Re: [QUESTION] xfs, iomap: Handle writeback errors to prevent silent data corruption

Dave Chinner <david@xxxxxxxxxxxxx> · Thu, 5 Jun 2025 12:18:24 +1000

On Tue, Jun 03, 2025 at 11:33:05PM -0700, Christoph Hellwig wrote:
> On Wed, Jun 04, 2025 at 08:05:03AM +1000, Dave Chinner wrote:
> > > 
> > > Everything.  ENOSPC means there is no space.  There might be space in
> > > the non-determinant future, but if the layer just needs to GC it must
> > > not report the error.
> > 
> > GC of thin pools requires the filesystem to be mounted so fstrim can
> > be run to tell the thinp device where all the free LBA regions it
> > can reclaim are located. If we shut down the filesystem instantly
> > when the pool goes ENOSPC on a metadata write, then *we can't run
> > fstrim* to free up unused space and hence allow that metadata write
> > to succeed in the future.
> > 
> > It should be obvious at this point that a filesystem shutdown on an
> > ENOSPC error from the block device on anything other than journal IO
> > is exactly the wrong thing to be doing.
> 
> How high are the chances that you hit exactly the rate metadata
> writeback I/O and not journal or data I/O for this odd condition
> that requires user interaction?

--

Given exercise 1: Count the lines in the entries below that contain the string "turn", treating uppercase and lowercase as different. Give only the number.

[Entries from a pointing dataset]
--

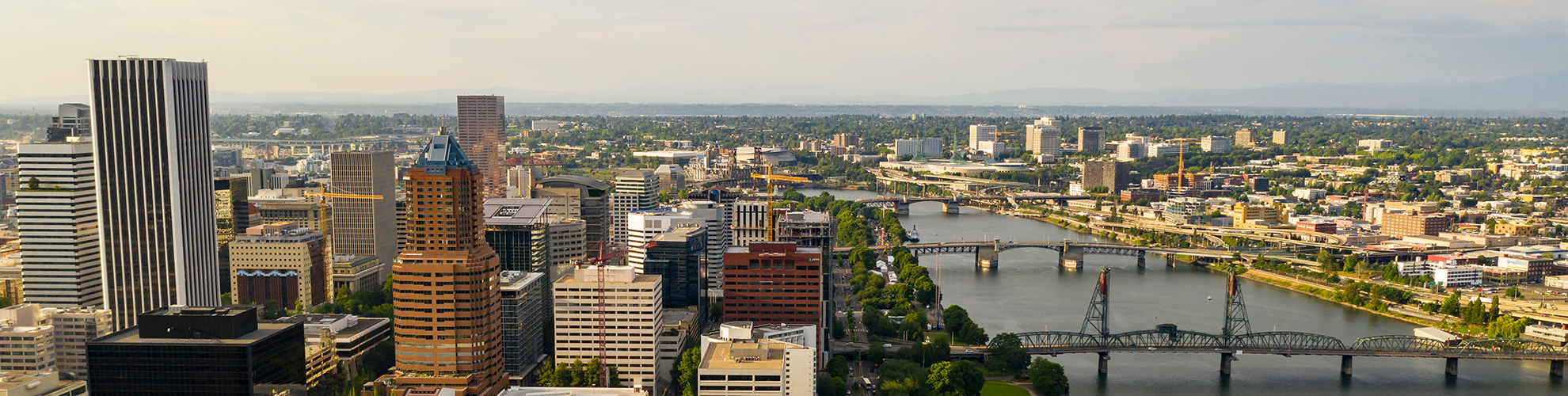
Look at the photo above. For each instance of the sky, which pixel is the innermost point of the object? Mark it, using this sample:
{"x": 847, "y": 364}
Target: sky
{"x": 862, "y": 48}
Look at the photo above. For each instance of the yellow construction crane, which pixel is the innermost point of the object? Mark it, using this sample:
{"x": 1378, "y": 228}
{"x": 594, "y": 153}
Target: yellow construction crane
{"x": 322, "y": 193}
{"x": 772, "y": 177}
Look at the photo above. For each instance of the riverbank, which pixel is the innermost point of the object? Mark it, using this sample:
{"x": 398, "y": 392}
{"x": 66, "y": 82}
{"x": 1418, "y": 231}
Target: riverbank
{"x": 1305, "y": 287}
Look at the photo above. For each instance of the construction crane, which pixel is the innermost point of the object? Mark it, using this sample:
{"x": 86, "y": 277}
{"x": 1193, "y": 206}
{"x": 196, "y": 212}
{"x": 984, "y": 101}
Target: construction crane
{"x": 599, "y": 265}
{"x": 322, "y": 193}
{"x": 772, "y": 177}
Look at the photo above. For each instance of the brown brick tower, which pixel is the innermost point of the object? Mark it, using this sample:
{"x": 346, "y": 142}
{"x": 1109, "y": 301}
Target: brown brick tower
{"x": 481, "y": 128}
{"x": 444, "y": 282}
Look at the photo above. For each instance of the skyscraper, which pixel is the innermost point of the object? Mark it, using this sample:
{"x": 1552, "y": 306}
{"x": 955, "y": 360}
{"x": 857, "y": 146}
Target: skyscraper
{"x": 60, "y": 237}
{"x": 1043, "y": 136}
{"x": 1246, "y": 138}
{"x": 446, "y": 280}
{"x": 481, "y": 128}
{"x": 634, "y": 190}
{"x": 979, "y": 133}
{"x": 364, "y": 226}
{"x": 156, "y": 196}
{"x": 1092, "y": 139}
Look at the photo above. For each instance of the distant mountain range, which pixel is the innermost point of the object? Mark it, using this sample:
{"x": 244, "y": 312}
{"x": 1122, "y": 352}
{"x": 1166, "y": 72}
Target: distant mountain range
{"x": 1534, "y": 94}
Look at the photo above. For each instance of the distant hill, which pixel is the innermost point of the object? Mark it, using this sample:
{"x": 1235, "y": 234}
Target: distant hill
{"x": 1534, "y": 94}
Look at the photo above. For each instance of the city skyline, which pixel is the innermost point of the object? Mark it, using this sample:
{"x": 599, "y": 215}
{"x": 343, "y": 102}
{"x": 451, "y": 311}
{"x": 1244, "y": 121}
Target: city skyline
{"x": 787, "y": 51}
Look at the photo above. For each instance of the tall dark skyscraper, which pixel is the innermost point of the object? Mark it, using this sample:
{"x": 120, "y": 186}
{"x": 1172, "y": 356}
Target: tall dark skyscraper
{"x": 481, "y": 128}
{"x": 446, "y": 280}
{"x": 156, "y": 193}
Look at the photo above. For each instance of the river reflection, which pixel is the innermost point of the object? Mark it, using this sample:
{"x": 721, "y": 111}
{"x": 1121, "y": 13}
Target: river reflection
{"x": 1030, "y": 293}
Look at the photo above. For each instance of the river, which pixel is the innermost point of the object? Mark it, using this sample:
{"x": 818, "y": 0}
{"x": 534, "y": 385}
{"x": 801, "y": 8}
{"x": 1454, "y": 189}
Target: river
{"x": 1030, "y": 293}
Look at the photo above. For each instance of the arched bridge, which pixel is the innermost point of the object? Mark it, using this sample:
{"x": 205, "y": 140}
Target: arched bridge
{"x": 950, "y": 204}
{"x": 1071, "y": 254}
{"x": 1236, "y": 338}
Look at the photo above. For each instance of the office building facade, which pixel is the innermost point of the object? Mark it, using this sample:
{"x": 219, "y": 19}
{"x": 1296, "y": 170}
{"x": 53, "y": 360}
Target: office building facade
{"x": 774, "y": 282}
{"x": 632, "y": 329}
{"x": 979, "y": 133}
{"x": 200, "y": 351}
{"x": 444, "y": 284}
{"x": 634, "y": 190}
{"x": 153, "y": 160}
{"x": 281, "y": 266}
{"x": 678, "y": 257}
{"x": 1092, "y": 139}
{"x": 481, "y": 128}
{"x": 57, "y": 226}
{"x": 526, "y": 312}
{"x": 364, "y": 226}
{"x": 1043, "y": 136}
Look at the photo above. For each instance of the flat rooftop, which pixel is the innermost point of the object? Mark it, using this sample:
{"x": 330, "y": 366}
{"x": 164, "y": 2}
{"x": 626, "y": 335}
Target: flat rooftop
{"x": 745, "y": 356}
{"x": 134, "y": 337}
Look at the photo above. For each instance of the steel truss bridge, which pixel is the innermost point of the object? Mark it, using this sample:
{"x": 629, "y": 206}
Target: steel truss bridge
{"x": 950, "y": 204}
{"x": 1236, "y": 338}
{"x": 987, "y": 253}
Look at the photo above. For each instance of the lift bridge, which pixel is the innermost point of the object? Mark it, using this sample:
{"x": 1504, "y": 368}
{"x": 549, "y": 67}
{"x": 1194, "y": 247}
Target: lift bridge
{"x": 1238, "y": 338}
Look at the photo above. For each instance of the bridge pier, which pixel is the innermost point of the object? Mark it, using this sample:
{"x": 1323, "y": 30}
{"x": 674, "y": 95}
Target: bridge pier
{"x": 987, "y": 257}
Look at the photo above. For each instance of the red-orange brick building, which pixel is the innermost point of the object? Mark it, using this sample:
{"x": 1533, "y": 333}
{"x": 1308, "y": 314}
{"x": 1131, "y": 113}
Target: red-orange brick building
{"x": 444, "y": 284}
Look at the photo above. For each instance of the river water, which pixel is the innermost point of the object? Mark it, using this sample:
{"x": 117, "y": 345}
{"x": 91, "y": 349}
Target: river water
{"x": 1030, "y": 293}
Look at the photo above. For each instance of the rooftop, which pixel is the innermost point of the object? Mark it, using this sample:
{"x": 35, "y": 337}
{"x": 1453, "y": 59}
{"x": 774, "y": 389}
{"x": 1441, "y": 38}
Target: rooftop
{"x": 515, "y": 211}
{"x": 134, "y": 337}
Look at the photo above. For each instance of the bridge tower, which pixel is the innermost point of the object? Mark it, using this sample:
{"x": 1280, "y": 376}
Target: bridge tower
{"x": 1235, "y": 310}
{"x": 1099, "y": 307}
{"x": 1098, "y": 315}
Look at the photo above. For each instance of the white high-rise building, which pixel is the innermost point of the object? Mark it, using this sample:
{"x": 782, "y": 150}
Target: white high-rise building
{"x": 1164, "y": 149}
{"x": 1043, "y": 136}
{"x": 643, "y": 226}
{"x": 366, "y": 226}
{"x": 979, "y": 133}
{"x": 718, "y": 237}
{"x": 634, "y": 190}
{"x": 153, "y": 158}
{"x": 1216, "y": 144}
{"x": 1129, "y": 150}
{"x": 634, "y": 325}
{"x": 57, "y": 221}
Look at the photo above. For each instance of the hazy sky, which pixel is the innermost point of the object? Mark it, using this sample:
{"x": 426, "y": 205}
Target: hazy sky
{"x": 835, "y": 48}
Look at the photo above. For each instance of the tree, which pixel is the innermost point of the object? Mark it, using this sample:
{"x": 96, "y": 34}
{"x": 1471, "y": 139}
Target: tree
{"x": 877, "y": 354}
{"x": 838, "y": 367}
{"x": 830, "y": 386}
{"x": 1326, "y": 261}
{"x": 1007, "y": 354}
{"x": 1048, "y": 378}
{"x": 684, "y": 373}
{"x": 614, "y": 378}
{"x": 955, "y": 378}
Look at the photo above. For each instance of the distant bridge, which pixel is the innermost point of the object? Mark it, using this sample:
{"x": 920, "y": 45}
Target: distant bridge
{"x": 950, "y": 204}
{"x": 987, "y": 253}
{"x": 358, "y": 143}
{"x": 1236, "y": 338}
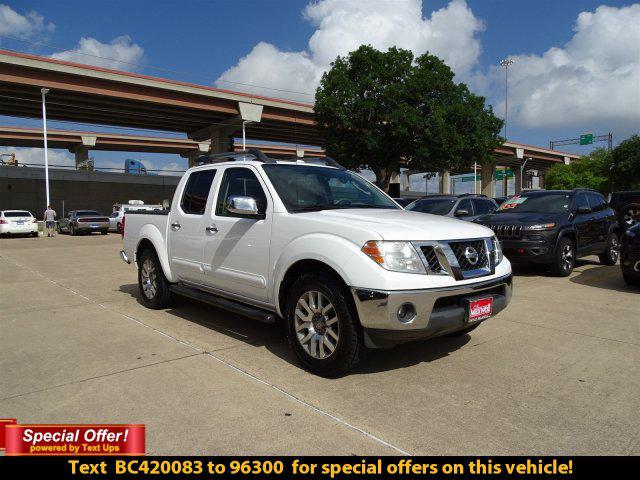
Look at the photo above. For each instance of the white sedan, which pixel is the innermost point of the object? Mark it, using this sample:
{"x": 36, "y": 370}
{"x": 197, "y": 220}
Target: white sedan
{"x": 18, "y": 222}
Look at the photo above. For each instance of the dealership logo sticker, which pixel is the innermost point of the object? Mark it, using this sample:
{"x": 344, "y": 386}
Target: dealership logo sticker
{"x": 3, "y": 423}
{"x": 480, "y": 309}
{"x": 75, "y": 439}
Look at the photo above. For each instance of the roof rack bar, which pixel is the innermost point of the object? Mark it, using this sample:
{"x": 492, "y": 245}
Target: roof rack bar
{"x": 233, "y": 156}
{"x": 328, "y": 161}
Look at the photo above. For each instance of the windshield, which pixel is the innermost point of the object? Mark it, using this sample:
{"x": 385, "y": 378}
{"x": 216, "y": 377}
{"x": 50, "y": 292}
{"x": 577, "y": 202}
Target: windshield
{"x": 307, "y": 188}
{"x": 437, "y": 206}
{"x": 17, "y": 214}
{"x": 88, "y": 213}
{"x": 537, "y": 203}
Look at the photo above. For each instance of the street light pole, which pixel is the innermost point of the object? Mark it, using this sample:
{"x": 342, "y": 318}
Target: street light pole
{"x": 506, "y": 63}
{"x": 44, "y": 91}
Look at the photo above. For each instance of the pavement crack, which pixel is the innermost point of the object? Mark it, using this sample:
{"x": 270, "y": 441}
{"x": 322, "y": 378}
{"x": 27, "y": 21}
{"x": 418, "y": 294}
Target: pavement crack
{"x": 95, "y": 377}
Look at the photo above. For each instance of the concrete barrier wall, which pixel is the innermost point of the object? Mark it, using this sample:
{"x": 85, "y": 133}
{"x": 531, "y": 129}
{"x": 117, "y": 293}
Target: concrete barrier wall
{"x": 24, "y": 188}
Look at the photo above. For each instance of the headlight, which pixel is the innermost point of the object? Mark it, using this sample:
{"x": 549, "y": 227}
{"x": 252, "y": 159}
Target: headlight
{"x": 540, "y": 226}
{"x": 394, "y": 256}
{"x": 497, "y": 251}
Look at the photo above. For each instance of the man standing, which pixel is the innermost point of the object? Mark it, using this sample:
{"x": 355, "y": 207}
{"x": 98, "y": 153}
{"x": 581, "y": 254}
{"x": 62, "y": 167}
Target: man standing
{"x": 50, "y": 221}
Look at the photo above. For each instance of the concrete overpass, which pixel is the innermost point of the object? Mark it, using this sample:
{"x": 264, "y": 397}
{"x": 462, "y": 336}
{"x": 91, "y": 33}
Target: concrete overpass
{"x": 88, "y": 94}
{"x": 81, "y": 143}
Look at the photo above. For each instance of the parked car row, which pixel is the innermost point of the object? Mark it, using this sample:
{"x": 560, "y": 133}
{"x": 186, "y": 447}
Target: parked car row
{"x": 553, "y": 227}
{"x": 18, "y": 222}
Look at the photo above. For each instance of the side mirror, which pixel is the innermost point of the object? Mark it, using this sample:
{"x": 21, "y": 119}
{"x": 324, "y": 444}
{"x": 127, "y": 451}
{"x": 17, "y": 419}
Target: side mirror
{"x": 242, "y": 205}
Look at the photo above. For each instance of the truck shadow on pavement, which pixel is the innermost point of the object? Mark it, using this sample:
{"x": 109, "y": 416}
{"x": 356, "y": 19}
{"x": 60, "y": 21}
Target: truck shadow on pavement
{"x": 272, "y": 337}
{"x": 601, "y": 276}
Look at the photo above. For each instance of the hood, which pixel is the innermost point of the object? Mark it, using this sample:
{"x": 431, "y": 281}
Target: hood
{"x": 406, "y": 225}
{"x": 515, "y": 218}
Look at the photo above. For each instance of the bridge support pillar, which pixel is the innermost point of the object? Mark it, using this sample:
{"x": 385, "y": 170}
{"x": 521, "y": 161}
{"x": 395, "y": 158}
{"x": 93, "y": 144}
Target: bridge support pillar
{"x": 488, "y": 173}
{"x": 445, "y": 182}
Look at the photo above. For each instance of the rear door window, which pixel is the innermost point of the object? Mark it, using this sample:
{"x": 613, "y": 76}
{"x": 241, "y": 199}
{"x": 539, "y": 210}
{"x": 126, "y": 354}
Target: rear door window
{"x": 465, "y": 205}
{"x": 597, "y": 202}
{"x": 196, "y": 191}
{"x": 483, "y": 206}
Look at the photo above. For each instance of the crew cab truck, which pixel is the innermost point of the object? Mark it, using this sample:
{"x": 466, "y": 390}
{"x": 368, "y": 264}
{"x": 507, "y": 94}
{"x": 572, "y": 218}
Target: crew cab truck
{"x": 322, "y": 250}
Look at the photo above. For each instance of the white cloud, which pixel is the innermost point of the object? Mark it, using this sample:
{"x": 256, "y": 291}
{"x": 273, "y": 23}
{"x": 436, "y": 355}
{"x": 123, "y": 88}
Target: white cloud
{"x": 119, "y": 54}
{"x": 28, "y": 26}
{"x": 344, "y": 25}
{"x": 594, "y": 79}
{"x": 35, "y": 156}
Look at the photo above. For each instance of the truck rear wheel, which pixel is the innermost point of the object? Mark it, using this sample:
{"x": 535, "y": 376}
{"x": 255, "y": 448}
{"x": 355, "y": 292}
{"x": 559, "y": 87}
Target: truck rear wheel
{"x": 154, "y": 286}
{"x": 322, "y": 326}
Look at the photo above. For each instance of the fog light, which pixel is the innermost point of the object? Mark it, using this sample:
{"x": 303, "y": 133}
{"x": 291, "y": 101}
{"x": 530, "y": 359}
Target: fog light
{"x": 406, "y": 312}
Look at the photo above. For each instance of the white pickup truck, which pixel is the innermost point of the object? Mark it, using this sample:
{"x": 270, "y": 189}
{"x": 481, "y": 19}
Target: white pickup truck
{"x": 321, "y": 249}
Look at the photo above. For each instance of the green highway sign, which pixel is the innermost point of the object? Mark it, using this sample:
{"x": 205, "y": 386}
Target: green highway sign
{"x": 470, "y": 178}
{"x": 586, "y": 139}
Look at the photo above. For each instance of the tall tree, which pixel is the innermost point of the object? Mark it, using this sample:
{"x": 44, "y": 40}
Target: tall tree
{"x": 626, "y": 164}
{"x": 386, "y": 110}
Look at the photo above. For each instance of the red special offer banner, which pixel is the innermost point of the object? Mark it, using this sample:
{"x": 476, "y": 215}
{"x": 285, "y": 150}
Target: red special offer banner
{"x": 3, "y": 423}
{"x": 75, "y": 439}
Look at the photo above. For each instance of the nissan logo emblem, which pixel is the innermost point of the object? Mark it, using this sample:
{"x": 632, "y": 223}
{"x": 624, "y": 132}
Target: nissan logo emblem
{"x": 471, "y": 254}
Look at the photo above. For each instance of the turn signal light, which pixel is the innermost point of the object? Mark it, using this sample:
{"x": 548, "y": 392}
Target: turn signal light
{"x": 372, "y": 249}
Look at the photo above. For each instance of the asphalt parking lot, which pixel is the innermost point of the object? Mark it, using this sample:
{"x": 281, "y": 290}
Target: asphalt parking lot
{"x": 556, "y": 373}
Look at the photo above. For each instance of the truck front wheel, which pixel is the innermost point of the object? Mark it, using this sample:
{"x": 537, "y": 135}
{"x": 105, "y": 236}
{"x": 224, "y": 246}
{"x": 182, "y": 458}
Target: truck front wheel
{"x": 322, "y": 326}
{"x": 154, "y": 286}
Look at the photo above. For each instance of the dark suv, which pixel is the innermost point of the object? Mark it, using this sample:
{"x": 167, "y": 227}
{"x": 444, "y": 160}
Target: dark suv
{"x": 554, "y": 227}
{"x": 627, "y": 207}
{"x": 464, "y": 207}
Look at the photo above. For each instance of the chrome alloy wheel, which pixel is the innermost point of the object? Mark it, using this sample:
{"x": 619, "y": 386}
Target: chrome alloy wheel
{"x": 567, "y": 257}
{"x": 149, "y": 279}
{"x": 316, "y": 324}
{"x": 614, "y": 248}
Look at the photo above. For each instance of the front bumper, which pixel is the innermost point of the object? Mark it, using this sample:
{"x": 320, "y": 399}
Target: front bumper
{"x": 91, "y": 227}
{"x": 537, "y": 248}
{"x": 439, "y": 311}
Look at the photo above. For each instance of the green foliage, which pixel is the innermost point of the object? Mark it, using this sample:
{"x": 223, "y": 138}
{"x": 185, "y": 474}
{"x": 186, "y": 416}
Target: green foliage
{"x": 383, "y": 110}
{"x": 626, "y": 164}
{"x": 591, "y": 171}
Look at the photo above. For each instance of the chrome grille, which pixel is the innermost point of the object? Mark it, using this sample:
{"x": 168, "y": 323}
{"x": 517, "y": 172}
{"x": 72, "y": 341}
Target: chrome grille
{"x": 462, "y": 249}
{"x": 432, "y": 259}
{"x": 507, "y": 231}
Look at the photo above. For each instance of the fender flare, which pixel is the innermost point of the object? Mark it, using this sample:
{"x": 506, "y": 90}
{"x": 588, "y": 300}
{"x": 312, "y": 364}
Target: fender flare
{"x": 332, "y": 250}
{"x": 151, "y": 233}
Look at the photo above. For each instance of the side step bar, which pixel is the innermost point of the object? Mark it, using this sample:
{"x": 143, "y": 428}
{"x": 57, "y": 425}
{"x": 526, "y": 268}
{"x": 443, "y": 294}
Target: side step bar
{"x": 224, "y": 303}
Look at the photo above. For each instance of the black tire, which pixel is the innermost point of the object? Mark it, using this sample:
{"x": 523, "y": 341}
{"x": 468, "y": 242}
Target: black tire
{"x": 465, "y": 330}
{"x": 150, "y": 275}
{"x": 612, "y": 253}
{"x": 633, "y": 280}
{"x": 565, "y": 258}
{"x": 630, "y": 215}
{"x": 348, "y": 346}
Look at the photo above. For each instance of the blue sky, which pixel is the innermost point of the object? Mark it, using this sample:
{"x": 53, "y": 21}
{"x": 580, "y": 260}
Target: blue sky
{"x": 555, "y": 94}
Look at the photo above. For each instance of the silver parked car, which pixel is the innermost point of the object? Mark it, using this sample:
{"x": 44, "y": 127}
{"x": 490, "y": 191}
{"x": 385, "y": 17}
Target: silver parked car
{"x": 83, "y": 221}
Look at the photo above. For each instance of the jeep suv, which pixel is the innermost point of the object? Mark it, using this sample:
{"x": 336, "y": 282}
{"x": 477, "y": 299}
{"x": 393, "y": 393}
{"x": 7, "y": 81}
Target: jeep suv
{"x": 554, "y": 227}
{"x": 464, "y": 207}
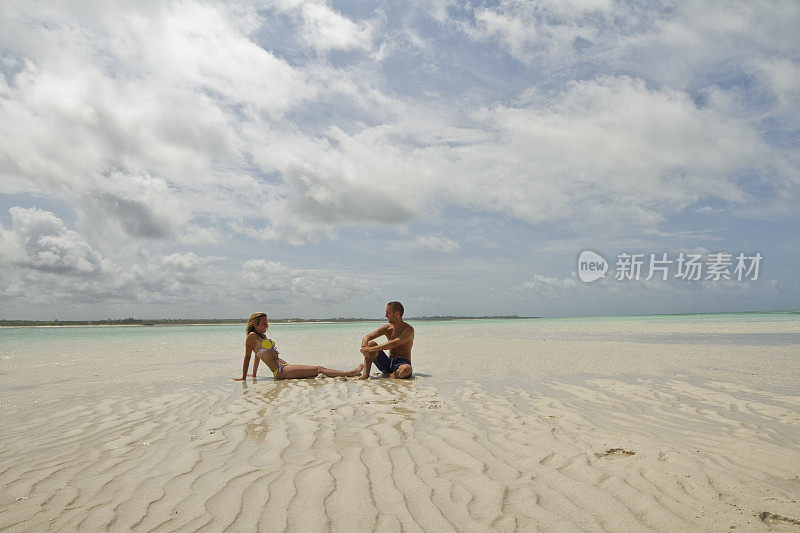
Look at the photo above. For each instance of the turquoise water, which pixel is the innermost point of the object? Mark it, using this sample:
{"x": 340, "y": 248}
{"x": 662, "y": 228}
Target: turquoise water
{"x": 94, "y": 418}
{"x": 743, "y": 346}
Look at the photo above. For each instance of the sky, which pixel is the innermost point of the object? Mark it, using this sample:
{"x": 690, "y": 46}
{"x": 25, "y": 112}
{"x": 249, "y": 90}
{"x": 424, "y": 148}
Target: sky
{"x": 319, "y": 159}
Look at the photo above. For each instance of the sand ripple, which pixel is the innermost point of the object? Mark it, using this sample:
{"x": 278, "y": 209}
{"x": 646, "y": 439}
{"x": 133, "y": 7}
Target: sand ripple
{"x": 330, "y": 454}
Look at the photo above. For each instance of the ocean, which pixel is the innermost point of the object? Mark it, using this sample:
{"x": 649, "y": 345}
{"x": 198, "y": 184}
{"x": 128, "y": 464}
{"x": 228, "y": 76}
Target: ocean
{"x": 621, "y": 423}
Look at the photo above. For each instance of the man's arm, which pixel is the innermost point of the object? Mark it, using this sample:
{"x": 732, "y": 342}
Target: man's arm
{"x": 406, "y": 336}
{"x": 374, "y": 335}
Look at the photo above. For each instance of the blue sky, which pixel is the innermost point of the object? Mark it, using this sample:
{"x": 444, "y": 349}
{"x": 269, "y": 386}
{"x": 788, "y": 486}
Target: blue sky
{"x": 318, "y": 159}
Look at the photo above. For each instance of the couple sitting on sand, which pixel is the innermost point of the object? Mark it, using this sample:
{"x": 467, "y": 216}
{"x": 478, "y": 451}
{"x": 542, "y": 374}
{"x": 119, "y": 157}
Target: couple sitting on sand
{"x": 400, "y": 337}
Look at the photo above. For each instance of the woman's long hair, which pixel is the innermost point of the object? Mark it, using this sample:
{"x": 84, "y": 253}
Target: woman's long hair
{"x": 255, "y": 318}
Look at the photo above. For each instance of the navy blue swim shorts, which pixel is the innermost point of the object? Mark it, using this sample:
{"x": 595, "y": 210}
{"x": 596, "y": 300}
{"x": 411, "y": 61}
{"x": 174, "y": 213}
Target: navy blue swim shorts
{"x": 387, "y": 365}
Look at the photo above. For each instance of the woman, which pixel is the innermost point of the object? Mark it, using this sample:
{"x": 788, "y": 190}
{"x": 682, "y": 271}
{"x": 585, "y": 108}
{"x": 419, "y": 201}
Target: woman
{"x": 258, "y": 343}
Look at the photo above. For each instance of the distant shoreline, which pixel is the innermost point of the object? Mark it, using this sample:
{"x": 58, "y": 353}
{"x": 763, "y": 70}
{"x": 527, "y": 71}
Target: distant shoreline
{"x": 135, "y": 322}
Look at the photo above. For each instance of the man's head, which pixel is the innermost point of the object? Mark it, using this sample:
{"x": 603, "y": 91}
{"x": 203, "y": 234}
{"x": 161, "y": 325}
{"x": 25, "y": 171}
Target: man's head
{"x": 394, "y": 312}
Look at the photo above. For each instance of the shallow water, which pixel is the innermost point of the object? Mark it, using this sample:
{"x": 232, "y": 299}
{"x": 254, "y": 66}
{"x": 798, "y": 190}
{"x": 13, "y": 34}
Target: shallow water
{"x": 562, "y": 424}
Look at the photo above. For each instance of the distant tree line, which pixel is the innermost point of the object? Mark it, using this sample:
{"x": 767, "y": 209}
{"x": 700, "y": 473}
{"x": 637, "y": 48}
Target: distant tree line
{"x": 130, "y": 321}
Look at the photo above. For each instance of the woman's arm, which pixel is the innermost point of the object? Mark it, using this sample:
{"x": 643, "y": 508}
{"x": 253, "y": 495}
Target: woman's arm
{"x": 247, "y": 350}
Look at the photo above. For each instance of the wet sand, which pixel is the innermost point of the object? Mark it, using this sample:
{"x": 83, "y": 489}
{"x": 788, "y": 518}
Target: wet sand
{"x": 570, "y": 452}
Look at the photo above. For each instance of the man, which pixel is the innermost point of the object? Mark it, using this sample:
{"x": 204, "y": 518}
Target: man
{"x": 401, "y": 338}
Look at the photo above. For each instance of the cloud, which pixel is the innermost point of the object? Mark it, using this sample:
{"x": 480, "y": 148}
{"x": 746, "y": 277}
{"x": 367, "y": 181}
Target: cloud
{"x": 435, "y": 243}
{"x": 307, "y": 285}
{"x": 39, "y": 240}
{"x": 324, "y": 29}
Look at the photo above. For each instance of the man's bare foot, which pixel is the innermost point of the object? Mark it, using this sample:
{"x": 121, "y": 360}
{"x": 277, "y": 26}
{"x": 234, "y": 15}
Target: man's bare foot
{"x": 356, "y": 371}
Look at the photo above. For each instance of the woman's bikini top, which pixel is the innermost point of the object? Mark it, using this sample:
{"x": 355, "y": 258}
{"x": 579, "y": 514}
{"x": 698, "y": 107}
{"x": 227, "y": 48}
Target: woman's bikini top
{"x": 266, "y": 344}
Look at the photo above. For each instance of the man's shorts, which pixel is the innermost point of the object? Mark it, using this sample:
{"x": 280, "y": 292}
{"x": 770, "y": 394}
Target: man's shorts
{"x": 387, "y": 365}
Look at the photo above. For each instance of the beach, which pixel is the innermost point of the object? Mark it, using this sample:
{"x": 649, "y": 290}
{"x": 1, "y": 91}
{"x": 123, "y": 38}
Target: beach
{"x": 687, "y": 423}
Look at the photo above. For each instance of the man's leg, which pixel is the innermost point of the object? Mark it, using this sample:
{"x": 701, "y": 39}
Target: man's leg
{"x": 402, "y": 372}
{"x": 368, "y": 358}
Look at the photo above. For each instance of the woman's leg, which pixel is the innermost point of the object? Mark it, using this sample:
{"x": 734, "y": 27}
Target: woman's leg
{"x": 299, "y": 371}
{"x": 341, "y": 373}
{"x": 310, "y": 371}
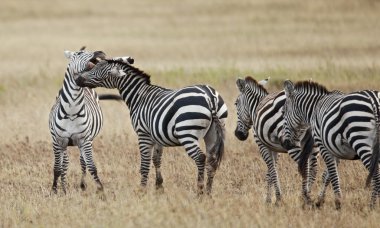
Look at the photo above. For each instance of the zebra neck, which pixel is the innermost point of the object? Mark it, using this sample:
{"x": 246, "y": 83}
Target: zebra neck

--

Given exercise 2: Resume the mailing-list thread about XFS writeback errors from the point where it stops.

Response 1: 2

Response 2:
100%.

We'll hit it with both data IO and metadata IO at the same time,
but in the vast majority of cases we won't hit ENOSPC on journal IO.

Why? Because mkfs.xfs zeros the entire log via either
FALLOC_FL_ZERO_RANGE or writing physical zeros. Hence a thin device
always has a fully allocated log before the filesystem is first
mounted and so ENOSPC to journal IO should never happen unless a
device level snapshot is taken.

i.e. the only time the journal is not fully allocated in the block device
is immediately after a block device snapshot is taken. The log needs
to be written entirely once before it is fully allocated again, and
this is the only point in time we will see ENOSPC on a thinp device
for journal IO.

Because the log IO is sequential, and the log is circular, there is
no write or allocation amplification here and once the log has been
written once further writes are simply overwriting allocated LBA
space. Hence after a short period of time of activity after a
snapshot, ENOSPC from journal IO is no longer a possibility. This
case is the exception rather than common behaviour.

Metadata writeback is a different story altogether.

When we allocate and write back metadata for the first time (either
after mkfs, fstrim or a device snapshot) or overwrite existing
metadata after a snapshot, the metadata writeback IO will
always require device side space allocation.

Unlike the neat sequential journal IO, metadata writeback is
effectively random small write IO. This triggers worse case
allocation amplification on thinp devices, as well as worst case
write amplification in the case of COW after a snapshot. metadata
writeback - especially overwrite after snapshot + modification - is
the worst possible write pattern for thinp devices.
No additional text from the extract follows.